Transcribe the stretch of entries from the line containing "Identify every sparse" through the end of the entries, and omit the pictures from your answer.

◇ ◇ ◇ ◇ ◇ ◇ ◇

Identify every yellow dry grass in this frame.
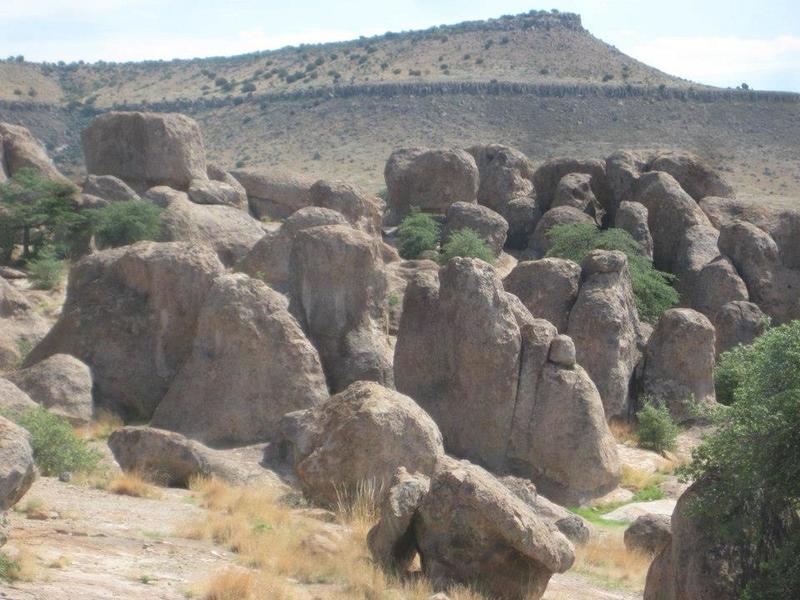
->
[106,472,161,498]
[179,479,483,600]
[573,530,651,592]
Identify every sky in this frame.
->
[0,0,800,92]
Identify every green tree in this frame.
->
[0,169,85,262]
[682,321,800,600]
[547,223,679,323]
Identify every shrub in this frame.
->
[681,321,800,600]
[547,223,679,323]
[90,200,162,248]
[27,248,64,290]
[397,209,440,259]
[15,406,102,477]
[440,227,495,264]
[636,398,678,452]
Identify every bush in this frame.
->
[547,223,679,323]
[397,209,440,259]
[440,227,495,264]
[14,406,102,477]
[682,321,800,599]
[27,248,64,290]
[90,200,162,248]
[636,398,678,452]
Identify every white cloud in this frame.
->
[625,35,800,86]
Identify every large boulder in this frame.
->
[623,514,672,555]
[567,250,643,421]
[108,427,276,487]
[528,206,594,258]
[503,258,581,332]
[83,175,139,202]
[6,354,94,425]
[0,123,69,183]
[145,186,264,266]
[290,225,394,391]
[719,221,800,323]
[533,158,610,212]
[231,169,316,219]
[0,416,36,512]
[713,300,769,356]
[151,273,328,445]
[310,180,384,236]
[383,148,480,221]
[641,308,716,421]
[273,381,444,506]
[81,112,207,191]
[648,152,734,202]
[236,206,348,290]
[467,144,534,214]
[24,242,223,420]
[369,457,575,600]
[442,202,508,256]
[614,201,653,260]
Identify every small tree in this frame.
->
[397,208,441,259]
[90,200,162,248]
[440,227,495,264]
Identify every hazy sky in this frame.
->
[0,0,800,92]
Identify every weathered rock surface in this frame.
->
[0,123,69,183]
[641,308,716,421]
[648,152,734,202]
[6,354,94,425]
[383,148,479,221]
[290,225,394,391]
[310,180,384,236]
[370,458,574,600]
[81,112,206,191]
[24,242,223,419]
[145,187,264,266]
[108,426,274,487]
[528,206,594,258]
[152,274,328,445]
[614,201,653,260]
[467,144,534,215]
[236,206,348,291]
[503,258,581,332]
[83,175,139,202]
[714,300,769,356]
[273,381,444,506]
[231,169,316,219]
[442,202,508,256]
[0,417,36,511]
[567,250,643,420]
[624,515,672,554]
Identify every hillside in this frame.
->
[0,11,800,198]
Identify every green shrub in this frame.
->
[27,248,64,290]
[12,407,102,477]
[636,398,678,452]
[439,227,495,265]
[681,321,800,599]
[90,200,162,248]
[547,223,679,323]
[397,209,440,259]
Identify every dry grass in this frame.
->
[179,479,483,600]
[573,530,651,592]
[105,472,161,499]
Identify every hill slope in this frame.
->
[0,11,800,202]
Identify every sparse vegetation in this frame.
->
[397,209,441,259]
[547,223,679,323]
[440,227,495,264]
[90,200,162,248]
[636,398,679,452]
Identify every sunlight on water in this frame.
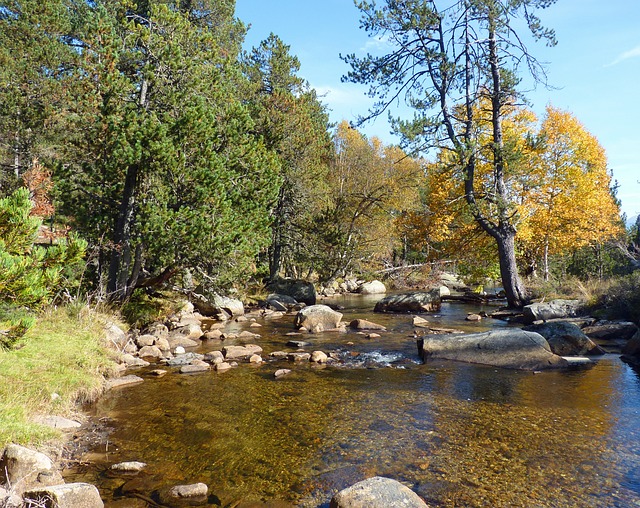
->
[67,299,640,507]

◇ ◇ ◇ ◇ ◇ ◇ ◇

### Full answer
Identify every sparse vegetation in this frame.
->
[397,209,441,259]
[547,223,679,323]
[440,227,495,264]
[90,200,162,248]
[636,398,679,452]
Identify every sunlight on water in this frame.
->
[67,299,640,507]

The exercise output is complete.